### TASK DETAILS
The expected response is a copy of every line in the entries below that includes the word "black".

[[ EXTRACTED DATA open ]]

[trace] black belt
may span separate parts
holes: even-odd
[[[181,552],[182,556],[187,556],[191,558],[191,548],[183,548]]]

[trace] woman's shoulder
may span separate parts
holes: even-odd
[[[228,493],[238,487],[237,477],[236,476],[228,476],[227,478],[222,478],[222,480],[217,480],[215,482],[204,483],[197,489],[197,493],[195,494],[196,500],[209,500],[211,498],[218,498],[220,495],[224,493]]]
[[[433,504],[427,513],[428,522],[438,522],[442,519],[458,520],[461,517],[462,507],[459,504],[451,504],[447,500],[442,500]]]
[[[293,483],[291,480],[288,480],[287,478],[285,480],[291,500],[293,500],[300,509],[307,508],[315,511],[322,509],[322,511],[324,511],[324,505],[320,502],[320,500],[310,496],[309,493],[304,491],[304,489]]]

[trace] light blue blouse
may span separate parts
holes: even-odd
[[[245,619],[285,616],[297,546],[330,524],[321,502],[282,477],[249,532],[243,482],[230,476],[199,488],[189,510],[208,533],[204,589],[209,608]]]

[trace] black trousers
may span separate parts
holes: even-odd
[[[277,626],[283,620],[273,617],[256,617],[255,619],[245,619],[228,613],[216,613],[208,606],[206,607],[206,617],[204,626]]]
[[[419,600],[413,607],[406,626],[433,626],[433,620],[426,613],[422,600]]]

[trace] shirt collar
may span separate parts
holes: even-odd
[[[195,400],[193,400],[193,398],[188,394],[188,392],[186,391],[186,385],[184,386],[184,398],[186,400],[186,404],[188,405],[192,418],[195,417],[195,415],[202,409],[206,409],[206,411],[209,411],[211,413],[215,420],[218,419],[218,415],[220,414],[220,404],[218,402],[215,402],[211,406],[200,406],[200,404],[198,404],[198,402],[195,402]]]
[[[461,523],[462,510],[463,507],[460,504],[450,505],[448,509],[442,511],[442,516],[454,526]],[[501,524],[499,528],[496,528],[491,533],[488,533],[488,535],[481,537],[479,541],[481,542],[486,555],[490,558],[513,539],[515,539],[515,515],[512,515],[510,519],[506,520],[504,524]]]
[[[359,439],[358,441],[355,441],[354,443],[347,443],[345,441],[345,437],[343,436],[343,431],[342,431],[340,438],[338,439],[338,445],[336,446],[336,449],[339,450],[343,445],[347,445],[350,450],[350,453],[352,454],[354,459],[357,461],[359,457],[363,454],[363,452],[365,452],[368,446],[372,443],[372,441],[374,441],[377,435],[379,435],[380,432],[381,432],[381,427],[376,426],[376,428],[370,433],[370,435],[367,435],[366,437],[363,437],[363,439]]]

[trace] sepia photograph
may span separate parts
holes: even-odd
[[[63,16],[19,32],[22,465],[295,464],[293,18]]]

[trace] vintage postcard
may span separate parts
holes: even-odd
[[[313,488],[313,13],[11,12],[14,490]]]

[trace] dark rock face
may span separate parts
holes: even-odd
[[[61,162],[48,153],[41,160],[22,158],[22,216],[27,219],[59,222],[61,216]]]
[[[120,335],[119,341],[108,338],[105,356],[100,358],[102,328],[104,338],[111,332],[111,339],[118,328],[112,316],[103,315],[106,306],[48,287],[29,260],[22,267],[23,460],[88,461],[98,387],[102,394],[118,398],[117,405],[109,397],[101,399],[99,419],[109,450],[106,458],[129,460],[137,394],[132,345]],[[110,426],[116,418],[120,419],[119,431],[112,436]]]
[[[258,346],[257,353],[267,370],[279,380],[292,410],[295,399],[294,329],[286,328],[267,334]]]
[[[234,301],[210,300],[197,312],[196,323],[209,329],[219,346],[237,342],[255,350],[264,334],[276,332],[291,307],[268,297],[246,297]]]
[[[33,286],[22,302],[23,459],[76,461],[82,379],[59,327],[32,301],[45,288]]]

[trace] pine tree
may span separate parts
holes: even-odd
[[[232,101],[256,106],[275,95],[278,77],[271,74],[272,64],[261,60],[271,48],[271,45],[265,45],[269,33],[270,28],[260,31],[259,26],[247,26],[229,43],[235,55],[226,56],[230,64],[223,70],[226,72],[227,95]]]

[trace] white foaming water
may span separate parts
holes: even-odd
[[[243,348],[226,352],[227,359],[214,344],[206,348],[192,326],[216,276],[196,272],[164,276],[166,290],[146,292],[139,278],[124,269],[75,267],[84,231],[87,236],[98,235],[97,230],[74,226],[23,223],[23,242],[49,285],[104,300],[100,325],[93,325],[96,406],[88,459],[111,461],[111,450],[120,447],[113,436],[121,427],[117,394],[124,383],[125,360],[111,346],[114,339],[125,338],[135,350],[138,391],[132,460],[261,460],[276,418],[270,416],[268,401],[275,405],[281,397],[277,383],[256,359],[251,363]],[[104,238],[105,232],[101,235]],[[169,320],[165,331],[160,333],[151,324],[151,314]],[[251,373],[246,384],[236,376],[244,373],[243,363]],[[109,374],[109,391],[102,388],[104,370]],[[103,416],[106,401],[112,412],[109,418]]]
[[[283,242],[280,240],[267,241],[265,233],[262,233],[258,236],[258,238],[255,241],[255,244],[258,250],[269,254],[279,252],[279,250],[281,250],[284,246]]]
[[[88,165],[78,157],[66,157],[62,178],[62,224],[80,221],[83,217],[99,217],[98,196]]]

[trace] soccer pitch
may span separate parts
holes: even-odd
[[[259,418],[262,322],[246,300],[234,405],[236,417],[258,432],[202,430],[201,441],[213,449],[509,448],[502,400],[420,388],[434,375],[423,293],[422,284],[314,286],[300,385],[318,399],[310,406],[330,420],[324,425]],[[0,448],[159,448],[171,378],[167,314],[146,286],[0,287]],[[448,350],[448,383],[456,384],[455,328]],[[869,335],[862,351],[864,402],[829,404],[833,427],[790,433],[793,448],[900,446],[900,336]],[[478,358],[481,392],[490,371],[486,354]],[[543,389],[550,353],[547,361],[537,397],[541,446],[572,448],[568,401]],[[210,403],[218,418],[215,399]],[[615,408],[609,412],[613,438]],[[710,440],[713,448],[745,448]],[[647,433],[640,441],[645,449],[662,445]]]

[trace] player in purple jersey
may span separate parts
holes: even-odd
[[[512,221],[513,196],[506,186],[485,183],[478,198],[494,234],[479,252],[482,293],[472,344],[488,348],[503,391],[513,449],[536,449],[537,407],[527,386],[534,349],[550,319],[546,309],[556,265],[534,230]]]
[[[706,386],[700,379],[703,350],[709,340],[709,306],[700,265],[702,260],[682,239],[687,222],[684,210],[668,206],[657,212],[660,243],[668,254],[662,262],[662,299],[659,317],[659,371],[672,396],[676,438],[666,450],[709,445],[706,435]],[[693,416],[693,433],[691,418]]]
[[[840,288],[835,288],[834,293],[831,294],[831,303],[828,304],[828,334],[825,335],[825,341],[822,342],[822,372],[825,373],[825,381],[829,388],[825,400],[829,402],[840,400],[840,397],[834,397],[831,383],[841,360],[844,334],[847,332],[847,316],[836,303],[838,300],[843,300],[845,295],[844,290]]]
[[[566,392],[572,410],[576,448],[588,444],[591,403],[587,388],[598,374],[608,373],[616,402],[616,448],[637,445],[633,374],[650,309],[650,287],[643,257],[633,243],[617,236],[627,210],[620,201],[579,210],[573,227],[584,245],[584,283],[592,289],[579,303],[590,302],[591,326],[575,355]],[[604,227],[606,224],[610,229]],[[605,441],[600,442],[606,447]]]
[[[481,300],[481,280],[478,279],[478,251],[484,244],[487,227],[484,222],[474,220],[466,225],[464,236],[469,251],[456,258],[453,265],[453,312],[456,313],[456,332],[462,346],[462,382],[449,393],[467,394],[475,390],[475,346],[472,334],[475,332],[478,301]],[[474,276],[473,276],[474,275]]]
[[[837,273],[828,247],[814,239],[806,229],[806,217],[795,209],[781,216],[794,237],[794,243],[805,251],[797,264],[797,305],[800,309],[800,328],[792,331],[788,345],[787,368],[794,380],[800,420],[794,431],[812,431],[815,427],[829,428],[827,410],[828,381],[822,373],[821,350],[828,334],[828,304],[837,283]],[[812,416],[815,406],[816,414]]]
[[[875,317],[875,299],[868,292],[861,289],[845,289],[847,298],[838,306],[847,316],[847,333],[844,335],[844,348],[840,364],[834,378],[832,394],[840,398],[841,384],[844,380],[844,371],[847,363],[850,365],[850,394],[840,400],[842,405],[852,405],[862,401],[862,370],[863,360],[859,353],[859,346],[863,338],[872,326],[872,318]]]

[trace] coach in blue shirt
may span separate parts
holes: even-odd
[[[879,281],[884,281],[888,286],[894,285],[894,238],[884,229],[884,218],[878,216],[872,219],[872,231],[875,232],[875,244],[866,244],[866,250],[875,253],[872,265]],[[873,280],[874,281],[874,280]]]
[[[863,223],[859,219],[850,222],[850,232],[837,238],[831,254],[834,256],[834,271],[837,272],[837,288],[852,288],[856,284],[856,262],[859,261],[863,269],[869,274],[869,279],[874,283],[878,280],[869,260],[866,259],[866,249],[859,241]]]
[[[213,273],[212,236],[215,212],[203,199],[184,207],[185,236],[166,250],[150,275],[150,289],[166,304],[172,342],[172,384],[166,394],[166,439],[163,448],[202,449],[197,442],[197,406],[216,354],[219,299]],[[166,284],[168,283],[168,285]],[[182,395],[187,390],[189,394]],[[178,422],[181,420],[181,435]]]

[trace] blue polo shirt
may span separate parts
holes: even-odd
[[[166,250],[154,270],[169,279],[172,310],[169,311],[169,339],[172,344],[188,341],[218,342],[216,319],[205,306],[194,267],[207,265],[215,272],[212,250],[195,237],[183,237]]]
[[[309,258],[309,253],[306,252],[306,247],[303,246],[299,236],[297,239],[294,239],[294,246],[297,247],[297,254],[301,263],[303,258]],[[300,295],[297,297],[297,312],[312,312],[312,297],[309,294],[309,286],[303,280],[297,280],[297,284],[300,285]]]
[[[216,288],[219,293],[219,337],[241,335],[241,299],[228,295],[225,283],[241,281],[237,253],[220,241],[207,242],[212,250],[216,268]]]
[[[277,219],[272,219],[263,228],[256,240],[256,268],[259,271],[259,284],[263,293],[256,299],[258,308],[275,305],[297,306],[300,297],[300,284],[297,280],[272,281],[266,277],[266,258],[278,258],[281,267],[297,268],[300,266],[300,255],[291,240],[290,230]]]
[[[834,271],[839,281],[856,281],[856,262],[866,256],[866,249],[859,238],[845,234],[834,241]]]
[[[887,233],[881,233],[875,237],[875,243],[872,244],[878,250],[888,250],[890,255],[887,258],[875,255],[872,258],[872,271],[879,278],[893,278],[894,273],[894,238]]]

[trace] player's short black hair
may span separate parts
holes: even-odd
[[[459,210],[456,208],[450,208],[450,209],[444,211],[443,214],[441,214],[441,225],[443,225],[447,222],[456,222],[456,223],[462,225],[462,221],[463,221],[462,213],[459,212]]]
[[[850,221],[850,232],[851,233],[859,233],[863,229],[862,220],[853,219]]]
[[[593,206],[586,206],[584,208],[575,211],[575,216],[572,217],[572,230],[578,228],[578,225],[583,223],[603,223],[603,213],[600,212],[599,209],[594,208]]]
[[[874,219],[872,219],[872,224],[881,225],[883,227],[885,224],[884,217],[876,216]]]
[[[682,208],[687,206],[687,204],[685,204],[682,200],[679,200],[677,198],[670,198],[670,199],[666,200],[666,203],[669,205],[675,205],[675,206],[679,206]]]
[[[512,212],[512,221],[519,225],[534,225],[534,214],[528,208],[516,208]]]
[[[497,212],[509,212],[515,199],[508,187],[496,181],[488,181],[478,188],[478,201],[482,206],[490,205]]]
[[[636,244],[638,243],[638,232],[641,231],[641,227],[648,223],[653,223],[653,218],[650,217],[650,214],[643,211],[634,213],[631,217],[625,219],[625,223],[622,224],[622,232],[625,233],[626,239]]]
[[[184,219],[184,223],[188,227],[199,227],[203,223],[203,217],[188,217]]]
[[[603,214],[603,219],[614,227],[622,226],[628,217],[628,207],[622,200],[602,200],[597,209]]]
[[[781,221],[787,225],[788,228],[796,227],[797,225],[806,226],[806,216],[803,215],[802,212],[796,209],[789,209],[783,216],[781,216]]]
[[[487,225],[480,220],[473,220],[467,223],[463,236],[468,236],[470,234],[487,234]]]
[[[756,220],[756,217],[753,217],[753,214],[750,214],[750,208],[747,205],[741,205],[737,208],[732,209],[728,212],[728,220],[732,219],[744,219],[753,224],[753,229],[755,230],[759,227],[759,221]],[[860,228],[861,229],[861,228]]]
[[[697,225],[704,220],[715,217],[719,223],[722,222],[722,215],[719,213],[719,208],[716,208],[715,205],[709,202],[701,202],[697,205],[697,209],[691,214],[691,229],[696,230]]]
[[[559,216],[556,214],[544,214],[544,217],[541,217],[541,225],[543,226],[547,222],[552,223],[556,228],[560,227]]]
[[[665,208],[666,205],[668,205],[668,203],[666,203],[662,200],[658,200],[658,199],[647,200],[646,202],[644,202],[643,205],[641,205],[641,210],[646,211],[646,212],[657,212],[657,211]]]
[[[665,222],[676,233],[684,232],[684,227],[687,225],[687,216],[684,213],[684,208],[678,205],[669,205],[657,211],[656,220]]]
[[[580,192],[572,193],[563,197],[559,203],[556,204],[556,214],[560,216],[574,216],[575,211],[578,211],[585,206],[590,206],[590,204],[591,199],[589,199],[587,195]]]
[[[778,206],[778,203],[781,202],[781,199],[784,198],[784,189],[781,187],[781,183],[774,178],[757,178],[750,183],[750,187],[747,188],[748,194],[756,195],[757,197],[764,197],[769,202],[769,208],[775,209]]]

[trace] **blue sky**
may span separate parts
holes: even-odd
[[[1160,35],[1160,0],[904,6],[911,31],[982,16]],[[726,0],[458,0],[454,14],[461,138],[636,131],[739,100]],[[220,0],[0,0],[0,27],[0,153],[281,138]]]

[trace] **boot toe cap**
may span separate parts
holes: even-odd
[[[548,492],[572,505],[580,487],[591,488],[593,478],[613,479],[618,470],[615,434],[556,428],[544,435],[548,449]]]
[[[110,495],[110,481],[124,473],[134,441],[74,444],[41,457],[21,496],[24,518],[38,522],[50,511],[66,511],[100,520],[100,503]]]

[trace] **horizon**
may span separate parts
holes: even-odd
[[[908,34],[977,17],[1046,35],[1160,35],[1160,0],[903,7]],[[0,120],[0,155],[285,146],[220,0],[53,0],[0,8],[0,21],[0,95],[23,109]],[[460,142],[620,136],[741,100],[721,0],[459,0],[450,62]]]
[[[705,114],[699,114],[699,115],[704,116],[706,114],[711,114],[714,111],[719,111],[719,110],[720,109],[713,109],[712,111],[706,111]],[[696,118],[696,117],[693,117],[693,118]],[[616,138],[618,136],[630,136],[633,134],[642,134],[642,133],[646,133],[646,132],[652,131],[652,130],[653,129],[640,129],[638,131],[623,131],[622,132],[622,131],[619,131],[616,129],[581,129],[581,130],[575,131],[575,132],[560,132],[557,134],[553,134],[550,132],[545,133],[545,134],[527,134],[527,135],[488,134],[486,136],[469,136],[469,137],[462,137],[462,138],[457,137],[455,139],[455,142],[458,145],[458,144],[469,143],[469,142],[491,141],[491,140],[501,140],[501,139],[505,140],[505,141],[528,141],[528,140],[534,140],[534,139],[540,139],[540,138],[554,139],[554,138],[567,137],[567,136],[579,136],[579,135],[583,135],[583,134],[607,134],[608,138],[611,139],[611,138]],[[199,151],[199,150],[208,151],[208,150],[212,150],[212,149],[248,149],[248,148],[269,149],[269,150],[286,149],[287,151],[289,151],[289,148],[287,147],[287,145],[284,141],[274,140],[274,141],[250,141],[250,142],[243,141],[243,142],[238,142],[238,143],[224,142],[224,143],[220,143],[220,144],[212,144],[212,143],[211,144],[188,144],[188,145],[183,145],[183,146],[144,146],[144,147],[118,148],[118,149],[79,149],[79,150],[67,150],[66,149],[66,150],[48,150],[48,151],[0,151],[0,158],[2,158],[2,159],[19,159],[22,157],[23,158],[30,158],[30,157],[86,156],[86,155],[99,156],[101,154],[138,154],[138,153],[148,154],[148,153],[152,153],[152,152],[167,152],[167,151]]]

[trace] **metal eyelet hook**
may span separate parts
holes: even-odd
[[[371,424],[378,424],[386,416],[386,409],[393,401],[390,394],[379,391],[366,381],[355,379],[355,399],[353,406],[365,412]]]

[[ EXTRACTED DATA closed ]]

### TASK RESULT
[trace] black belt
[trace] black trousers
[trace] player's short black hair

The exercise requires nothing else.